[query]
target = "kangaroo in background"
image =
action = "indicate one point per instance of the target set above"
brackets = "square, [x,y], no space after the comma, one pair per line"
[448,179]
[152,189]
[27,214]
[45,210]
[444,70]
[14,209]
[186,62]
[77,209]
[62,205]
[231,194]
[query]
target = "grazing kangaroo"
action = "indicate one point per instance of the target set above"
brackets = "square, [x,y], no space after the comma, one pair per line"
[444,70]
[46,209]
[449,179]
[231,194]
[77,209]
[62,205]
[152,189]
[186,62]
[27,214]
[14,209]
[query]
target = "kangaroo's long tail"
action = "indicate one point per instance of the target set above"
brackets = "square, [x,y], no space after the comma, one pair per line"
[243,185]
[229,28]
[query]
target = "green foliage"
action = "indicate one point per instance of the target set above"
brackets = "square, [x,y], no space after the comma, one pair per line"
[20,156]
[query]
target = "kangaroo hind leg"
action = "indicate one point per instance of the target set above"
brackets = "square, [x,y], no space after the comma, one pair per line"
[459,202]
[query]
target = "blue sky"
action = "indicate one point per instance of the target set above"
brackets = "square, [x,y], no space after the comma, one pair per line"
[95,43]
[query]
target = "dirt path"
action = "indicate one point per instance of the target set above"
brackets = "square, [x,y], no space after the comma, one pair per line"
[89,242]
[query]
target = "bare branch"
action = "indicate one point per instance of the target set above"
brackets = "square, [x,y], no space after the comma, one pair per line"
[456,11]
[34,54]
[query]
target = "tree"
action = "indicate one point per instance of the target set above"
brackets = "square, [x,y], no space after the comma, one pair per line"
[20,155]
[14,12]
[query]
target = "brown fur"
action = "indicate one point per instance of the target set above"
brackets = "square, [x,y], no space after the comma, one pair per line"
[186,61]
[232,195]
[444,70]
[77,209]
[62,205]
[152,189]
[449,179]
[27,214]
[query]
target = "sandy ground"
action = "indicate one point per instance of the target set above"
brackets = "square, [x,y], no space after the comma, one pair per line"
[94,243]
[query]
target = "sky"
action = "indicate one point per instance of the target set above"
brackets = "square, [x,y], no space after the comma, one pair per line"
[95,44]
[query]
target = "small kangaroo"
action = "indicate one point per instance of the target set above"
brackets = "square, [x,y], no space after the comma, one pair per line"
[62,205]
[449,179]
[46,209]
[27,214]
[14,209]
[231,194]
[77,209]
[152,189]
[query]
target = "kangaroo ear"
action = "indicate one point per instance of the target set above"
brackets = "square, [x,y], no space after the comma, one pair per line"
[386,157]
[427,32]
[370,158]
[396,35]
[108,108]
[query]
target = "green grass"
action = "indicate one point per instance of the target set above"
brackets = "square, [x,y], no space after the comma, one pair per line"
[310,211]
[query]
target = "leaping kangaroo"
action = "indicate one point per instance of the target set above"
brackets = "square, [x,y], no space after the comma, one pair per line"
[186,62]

**Problem to solve**. Reproduce all of the entries word for word. Omit nothing.

**Task solution**.
[query]
target = "kangaroo in background"
image =
action = "indicate one point per instance of the target set above"
brackets = "square, [x,y], no space after the comma, one pair per line"
[448,179]
[152,189]
[27,214]
[45,210]
[444,70]
[14,209]
[186,62]
[77,209]
[62,205]
[231,194]
[query]
target = "grazing kangaroo"
action = "indicate one point per instance of the target set above"
brackets = "square, [x,y], no space after the comma, one pair per line"
[444,70]
[46,209]
[449,179]
[231,194]
[77,209]
[62,205]
[152,189]
[186,62]
[27,214]
[14,209]
[query]
target = "kangaroo's long tail"
action = "indicate one point per instance of the target set above"
brackets = "square, [x,y], no space after the comma, one pair per line"
[243,185]
[229,28]
[query]
target = "green foliage"
action = "indicate one point per instance of the target set above"
brackets = "square, [x,y], no space after the comma, one pair per line"
[20,156]
[query]
target = "kangaroo hind leg"
action = "indicate one point per instance of the target set above"
brackets = "square, [x,y], no space after the comma, one pair per line"
[459,202]
[query]
target = "blue sky"
action = "indicate one point per instance of the target set above"
brackets = "square, [x,y], no space after the comma, one pair per line"
[95,43]
[query]
target = "dirt path"
action = "indicate one point per instance of the target set above"
brackets = "square, [x,y], no space after the comma, one pair per line"
[89,242]
[query]
target = "bare branch"
action = "indicate one point per instance of the target set above"
brackets = "square, [x,y], no space after the comma, one pair per line"
[456,11]
[34,54]
[query]
target = "tree"
action = "indicate one point per instance of the target set above"
brackets = "square, [x,y], no space after the comma, one pair per line"
[20,155]
[14,12]
[query]
target = "brown fur"
action = "indicate one point per instance of the target set above"
brackets = "square, [x,y], no space after the comma, one pair per line"
[186,61]
[232,195]
[444,70]
[77,209]
[62,205]
[152,189]
[449,179]
[27,214]
[query]
target = "sandy ground"
action = "indicate one point per instance of the target set above"
brackets = "square, [x,y], no space after the comma, one pair per line"
[94,243]
[query]
target = "sky"
action = "indicate one point per instance of the target set above"
brackets = "square, [x,y], no space after the comma, one pair per line"
[95,44]
[query]
target = "small kangaroo"
action = "indicate one point per instance of the target set above"
brackets = "square, [x,y], no space after the comma, one pair per line"
[62,205]
[449,179]
[46,209]
[27,214]
[14,209]
[231,194]
[77,209]
[152,189]
[query]
target = "kangaroo ear"
action = "indicate one point per instance of the target set above"
brackets = "square, [x,y], no space after the comma, one pair per line"
[386,157]
[427,32]
[370,158]
[396,35]
[108,108]
[query]
target = "green grass"
action = "indicate one point per instance of the target set above"
brackets = "square, [x,y], no space after the comma, one pair per line"
[310,211]
[query]
target = "leaping kangaroo"
action = "indicate one point per instance of the target set above"
brackets = "square, [x,y], no space after the comma, one pair per line"
[186,62]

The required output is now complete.